» TASK BRIEF
Reproduce every record exactly as it appears, but not the pictures.

== == ==

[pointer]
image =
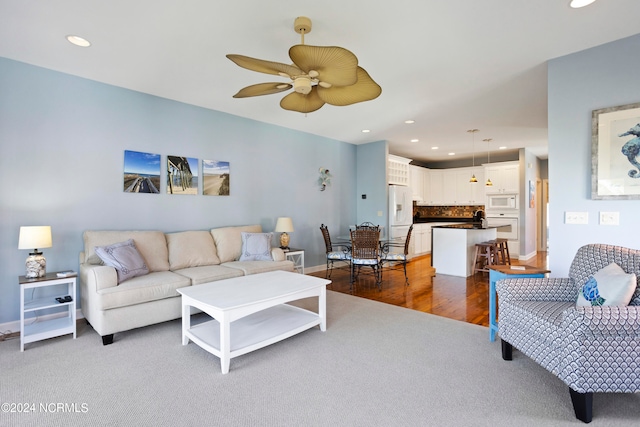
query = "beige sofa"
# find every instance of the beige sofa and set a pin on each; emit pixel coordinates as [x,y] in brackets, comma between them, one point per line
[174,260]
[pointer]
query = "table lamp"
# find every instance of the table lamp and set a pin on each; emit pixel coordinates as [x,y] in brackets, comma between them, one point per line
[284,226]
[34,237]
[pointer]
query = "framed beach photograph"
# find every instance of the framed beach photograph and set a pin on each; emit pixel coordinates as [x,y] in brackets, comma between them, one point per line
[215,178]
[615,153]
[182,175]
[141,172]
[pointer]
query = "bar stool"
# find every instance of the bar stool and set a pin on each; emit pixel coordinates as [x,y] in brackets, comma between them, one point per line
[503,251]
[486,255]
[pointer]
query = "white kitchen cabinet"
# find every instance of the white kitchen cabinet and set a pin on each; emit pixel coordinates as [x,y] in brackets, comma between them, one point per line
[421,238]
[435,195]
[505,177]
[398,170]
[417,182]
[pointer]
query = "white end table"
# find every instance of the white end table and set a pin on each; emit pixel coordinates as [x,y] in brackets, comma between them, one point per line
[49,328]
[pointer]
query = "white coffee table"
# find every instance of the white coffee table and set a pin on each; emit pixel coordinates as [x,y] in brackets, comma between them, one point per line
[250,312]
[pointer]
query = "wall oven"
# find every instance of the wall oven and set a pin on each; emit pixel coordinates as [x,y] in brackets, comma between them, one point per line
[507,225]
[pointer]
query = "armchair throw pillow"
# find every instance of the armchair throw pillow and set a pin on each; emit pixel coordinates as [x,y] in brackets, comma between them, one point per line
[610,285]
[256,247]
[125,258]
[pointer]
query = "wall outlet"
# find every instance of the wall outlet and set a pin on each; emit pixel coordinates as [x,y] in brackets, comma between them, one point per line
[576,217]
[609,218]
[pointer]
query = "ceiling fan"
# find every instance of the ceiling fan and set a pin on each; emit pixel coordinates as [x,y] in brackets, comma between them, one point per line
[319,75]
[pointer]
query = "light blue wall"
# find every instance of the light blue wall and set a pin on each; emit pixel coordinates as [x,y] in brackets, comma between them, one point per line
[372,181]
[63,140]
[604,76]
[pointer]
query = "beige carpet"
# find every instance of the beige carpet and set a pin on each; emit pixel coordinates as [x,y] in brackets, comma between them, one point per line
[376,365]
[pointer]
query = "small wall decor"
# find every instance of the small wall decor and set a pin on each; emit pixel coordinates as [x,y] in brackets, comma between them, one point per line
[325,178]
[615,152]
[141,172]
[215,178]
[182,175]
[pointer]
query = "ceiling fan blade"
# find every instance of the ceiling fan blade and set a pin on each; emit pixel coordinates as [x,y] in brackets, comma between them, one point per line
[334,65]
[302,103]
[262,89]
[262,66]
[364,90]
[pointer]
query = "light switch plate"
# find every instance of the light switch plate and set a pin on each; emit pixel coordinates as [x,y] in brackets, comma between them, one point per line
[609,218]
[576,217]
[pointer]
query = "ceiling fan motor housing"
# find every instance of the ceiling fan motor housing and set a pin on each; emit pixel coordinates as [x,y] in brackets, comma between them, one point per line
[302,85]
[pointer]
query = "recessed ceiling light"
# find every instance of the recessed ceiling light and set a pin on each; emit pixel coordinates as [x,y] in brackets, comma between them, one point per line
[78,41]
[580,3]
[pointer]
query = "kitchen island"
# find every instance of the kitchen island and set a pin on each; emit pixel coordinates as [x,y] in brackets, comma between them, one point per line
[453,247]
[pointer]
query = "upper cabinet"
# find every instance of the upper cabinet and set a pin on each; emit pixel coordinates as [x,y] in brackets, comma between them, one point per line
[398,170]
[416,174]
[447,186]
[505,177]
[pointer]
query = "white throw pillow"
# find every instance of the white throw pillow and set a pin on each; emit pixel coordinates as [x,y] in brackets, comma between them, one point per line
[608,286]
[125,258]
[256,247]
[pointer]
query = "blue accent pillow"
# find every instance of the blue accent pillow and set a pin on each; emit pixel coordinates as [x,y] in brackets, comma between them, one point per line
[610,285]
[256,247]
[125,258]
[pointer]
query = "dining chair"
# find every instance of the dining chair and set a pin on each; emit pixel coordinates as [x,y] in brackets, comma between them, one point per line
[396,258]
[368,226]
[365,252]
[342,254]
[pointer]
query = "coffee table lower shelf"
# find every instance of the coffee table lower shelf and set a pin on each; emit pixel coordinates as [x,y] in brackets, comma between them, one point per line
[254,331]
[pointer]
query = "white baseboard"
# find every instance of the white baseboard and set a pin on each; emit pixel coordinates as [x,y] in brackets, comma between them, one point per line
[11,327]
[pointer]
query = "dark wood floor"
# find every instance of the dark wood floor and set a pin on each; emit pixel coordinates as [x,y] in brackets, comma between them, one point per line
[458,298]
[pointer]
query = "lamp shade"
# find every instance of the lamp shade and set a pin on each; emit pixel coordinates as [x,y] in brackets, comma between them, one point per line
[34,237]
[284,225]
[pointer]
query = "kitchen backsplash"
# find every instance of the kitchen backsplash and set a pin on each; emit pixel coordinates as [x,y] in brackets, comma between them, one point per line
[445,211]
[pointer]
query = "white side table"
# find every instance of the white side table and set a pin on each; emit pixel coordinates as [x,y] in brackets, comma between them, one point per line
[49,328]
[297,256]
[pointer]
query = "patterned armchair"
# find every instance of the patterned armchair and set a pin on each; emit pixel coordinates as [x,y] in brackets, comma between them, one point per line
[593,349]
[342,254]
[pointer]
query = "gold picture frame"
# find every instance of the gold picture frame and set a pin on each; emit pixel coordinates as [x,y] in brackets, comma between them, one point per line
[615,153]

== == ==

» ANSWER BELOW
[pointer]
image =
query = "beige sofa"
# find every instance of the beige sofa and set a pin on each; emit pixel coordinates as [x,y] in brackets, comma between them, one point per line
[174,260]
[pointer]
query = "table lamp"
# find every instance of the table lamp and set a pin on each; emit pixel coordinates as [x,y] in brackets, comma between them, one point per line
[284,226]
[34,237]
[pointer]
query = "framed beach photograph"
# find every instance of the framed beach photograph and set a pin on each; emit pixel coordinates as [x,y] in brackets, comma between them, one point per line
[215,178]
[615,153]
[182,175]
[141,172]
[pointer]
query = "bar stool"
# find every instance of the bar stool and set a pin on each; emit pixel coordinates as [x,y] in brackets, comma between them, one point per line
[503,251]
[486,255]
[pointer]
query = "white kitchen cabinet"
# find every instance of the white kitchen cabinet and set a pin on each; emit pixel coordinates as [x,y] in brackets, comma between them, one point per line
[421,238]
[435,195]
[505,177]
[398,170]
[417,182]
[pointer]
query = "white end table"
# find every instance of the white end table and set a pin on each; emit pixel coordinates as [x,y] in brackets, comma between them, one point per line
[49,328]
[pointer]
query = "white coffee table"
# find every instance of the white coffee table and set a pin on each; emit pixel coordinates as [x,y] in brackets, comma between them, one point per line
[250,312]
[pointer]
query = "wall oven"
# find every instance of the wall oven and set a pin on each; emit pixel coordinates as [x,y] in brackets, comma between them, one point per line
[507,225]
[pointer]
query = "armchair throw pillow"
# find every instance of the armchair throw pillow and set a pin on each; emit pixel coordinates as [x,y] in brackets, comma between them, one point per line
[610,285]
[256,247]
[125,258]
[pointer]
query = "wall outlet"
# find every instance of the wall outlet and set a pin on each; emit pixel coordinates as [x,y] in brackets, comma between them, one point per line
[576,217]
[609,218]
[pointer]
query = "ceiling fan"
# find every instance of the ceiling fan and set a pin on each; emit pixel coordinates as [x,y] in brackets, comma between them, one point per line
[319,75]
[pointer]
query = "light blue wall"
# find every instance of the light blue wall and set a pin on each; emit pixel coordinates as [x,y] in brackets, comma between them, one point per line
[372,181]
[63,140]
[604,76]
[pointer]
query = "beige carpet"
# find every instance of the beige carpet and set a pin on each; emit pixel coordinates as [x,y] in brackets, comma between them, one point per line
[376,365]
[pointer]
query = "small wall decor"
# find every instance of the small wall decor and set a pin on each; emit pixel coordinates as [x,y] in brackets, comma between them, one point per line
[325,178]
[615,152]
[141,172]
[215,178]
[182,175]
[pointer]
query = "ceiling fan blade"
# find every instance of the ceiling fan blade and set a pin on each; emit pixel coordinates as [x,y] in brackets, comma between them, one point per line
[334,65]
[302,103]
[262,89]
[262,66]
[364,90]
[pointer]
query = "light switch plate"
# find every instance of the light switch plate and set a pin on each; emit pixel coordinates as [x,y] in brackets, comma between them, one point per line
[609,218]
[576,217]
[pointer]
query = "ceiling fan motor housing"
# find every instance of the ceiling fan motor housing and set a pin on each; emit pixel coordinates as [x,y] in brackets, comma between them, one point per line
[302,85]
[pointer]
query = "recessed ceiling light"
# find every instance of the recessed ceiling light and set a pin on each; emit pixel coordinates as [x,y] in brackets, comma between them, one point per line
[78,41]
[580,3]
[pointer]
query = "kitchen island"
# find every instance of the kitchen island and set a pin on each; emit pixel coordinates as [x,y] in brackets, comma between them, one point per line
[453,247]
[pointer]
query = "upper cabinet"
# find every instance of the upper cabinet and set a pin on each; emit pixel coordinates as [x,y] in brackets, comma between them, one point per line
[398,170]
[416,174]
[447,186]
[505,177]
[pointer]
query = "white throw pillow"
# find every instance of the white throw pillow and set a pin on each; emit pixel coordinates as [x,y] in brackets, comma between them, one point per line
[608,286]
[125,258]
[256,247]
[pointer]
query = "blue accent pillow"
# find every instance of the blue accent pillow and set a pin on each; emit pixel coordinates as [x,y] in brackets, comma between them, one point per line
[610,285]
[256,247]
[125,258]
[pointer]
query = "dining chair"
# find every instance of the dining chair and set a pin on each; emit pixel coordinates as [x,y] in brackets, comma between them, one point per line
[396,258]
[368,226]
[365,252]
[342,254]
[pointer]
query = "coffee table lower shelf"
# find every instance of the coffee table lower shelf and set a pin on each; emit pixel coordinates as [x,y] in brackets, comma between them, one point per line
[254,331]
[pointer]
query = "white baseboard"
# find every instance of the white baseboard and set a pin on each; emit pixel coordinates as [x,y] in brackets, comma between them, one point per line
[11,327]
[pointer]
query = "dark wood floor"
# find every instance of the dark wood floor and set a pin on each; emit pixel coordinates as [x,y] in brackets, comma between them, one point per line
[458,298]
[pointer]
query = "lamp shade"
# find every instance of the lamp shade and set a pin on each; emit pixel coordinates as [x,y] in brackets, comma between them, one point per line
[34,237]
[284,225]
[pointer]
query = "kitchen backsplash"
# find every instance of the kitchen backsplash and set a pin on each; emit pixel coordinates as [x,y] in brackets, comma between them, one point per line
[445,211]
[pointer]
query = "white side table"
# find every instance of the white side table and set a pin on each; emit pixel coordinates as [x,y] in brackets, comma between them, one point per line
[49,328]
[297,256]
[pointer]
query = "patterned armchair"
# find every instance of the patterned armchair and set a pin on each; emit pixel coordinates as [x,y] in brackets, comma between them, one point per line
[593,349]
[342,254]
[pointer]
query = "gold picture frame"
# find every instance of the gold picture frame and set a pin on each; emit pixel coordinates as [x,y] in brackets, comma between them, one point per line
[615,153]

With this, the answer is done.